◆ **TASK TO CARRY OUT**
Write out, word for word, only the lines from the one with "blazer in the photograph above." to the end of the data below.

◆ **RECORDS PROVIDED**
+-------+
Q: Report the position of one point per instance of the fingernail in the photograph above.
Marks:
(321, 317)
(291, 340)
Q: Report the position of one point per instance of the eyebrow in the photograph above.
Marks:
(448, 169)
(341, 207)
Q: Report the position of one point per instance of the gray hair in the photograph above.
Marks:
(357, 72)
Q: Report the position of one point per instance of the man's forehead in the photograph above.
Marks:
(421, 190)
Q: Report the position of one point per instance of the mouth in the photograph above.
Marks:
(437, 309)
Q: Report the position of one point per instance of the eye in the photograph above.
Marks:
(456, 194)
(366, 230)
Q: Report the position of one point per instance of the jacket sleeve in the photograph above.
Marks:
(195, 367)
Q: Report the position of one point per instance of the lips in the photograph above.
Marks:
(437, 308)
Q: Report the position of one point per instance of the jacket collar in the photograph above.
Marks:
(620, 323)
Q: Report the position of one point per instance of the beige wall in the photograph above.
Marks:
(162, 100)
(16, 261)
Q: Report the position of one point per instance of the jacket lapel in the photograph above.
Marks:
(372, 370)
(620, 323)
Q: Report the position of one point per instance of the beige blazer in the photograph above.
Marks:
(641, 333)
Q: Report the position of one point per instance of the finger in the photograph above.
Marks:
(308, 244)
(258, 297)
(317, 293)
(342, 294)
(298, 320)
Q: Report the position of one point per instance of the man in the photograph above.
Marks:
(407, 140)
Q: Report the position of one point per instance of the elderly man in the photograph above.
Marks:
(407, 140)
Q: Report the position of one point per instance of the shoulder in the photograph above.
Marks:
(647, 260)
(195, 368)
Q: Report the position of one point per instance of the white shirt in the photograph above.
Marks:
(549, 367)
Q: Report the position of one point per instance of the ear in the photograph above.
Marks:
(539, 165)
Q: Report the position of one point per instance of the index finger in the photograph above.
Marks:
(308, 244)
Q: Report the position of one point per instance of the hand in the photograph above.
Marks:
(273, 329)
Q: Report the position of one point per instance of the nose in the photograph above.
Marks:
+-------+
◆ **SOLUTION TO THIS TASK**
Q: Report the position of one point per instance of the beige blazer in the photograph above.
Marks:
(641, 333)
Q: Report the position of one point per instance of the finger in the photograph above.
Marks:
(308, 244)
(258, 297)
(317, 293)
(342, 294)
(298, 320)
Q: Report the position of one point per instance of the man in the photograph above.
Marks:
(407, 140)
Q: Report the position of one point per instance of the elderly man in the photograph above.
Marks:
(407, 140)
Q: Report the position of one point per instance of the shoulder in the photograph above.
Marks:
(647, 260)
(195, 368)
Q: Report the position of one point per instance of the white shirt in the photograph above.
Marks:
(549, 367)
Q: Report the position of one point per instance of the ear in the photograph above.
Marks:
(539, 165)
Q: Report the position of one point per instance of the index finger in the photograph above.
Marks:
(308, 244)
Q: Report the position of one point per instance of the hand in the photograph above.
Marks:
(273, 329)
Q: Report the position of one point per instance of the nose in the photograph above.
Marks:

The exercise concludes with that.